TO DO: Reproduce every line of the records below without changing a single character.

Records from an annotation dataset:

* BEGIN *

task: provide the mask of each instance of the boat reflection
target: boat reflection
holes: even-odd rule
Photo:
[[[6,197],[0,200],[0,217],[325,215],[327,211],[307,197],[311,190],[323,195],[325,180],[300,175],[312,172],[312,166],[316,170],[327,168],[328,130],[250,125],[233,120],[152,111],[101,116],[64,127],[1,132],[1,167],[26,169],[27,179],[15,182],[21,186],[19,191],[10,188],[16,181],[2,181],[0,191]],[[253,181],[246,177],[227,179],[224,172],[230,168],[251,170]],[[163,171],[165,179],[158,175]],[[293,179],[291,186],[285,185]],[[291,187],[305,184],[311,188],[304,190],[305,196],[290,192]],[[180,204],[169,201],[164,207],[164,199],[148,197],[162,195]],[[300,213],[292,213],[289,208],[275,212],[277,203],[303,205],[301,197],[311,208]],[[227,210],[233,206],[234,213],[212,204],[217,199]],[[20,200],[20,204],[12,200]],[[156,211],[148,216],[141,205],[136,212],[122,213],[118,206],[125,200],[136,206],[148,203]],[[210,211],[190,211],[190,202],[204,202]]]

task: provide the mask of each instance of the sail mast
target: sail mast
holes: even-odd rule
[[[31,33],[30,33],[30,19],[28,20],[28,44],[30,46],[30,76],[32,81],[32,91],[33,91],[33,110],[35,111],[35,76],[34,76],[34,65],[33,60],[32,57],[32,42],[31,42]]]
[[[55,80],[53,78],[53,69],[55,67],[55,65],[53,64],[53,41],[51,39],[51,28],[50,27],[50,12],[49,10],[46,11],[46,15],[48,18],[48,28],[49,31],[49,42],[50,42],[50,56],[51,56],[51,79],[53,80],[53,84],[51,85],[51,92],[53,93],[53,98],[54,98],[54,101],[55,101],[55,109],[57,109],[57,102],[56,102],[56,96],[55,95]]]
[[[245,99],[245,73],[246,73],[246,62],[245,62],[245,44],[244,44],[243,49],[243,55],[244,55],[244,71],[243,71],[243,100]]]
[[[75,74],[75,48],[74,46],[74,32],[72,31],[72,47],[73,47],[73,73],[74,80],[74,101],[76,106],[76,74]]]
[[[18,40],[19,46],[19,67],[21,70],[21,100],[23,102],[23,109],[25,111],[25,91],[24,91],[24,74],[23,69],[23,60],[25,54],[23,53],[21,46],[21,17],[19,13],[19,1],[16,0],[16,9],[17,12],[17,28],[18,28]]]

* END *

TASK RESULT:
task: provide the mask of each instance of the boat reflection
target: boat reflection
holes: even-odd rule
Photo:
[[[6,197],[0,200],[0,217],[325,215],[327,211],[307,197],[311,190],[323,195],[325,180],[300,175],[312,172],[312,166],[316,170],[327,168],[328,130],[250,125],[233,120],[152,111],[101,116],[64,127],[1,132],[1,167],[26,169],[27,179],[15,182],[21,186],[19,191],[10,188],[16,181],[2,181],[0,191]],[[253,181],[246,177],[227,179],[224,172],[230,168],[251,170]],[[163,171],[165,179],[158,175]],[[293,179],[291,186],[285,185]],[[291,187],[305,184],[311,188],[304,190],[305,196],[290,192]],[[180,204],[169,201],[164,207],[164,199],[148,197],[162,195]],[[300,213],[292,213],[289,208],[275,212],[277,203],[303,205],[301,197],[311,208]],[[227,210],[233,206],[234,213],[212,204],[217,199]],[[20,200],[20,204],[12,200]],[[156,211],[148,216],[141,205],[136,212],[122,213],[118,206],[125,200],[136,206],[148,203]],[[210,211],[190,211],[190,202],[204,202]]]

task: provide the mask of each instance of the sail mast
target: sail mast
holes: even-odd rule
[[[31,33],[30,33],[30,19],[28,20],[28,44],[30,46],[30,76],[32,81],[32,91],[33,91],[33,110],[35,111],[35,76],[34,76],[34,65],[33,60],[32,57],[32,42],[31,42]]]
[[[55,80],[53,78],[53,69],[55,67],[55,65],[53,64],[53,41],[51,39],[51,28],[50,27],[50,12],[49,10],[46,11],[46,15],[48,18],[48,28],[49,31],[49,42],[50,42],[50,56],[51,56],[51,79],[53,80],[53,84],[51,85],[51,92],[53,93],[53,98],[54,98],[54,101],[55,101],[55,109],[57,109],[57,102],[56,102],[56,96],[55,95]]]
[[[245,99],[245,73],[246,73],[246,62],[245,62],[245,44],[244,44],[243,49],[243,55],[244,55],[244,71],[243,71],[243,100]]]
[[[75,74],[75,48],[74,46],[74,32],[72,31],[72,47],[73,47],[73,73],[74,80],[74,101],[76,106],[76,74]]]
[[[18,40],[19,46],[19,67],[21,70],[21,100],[23,102],[23,109],[25,111],[25,91],[24,91],[24,74],[23,69],[23,60],[25,54],[23,53],[21,46],[21,17],[19,13],[19,1],[16,0],[16,9],[17,12],[17,28],[18,28]]]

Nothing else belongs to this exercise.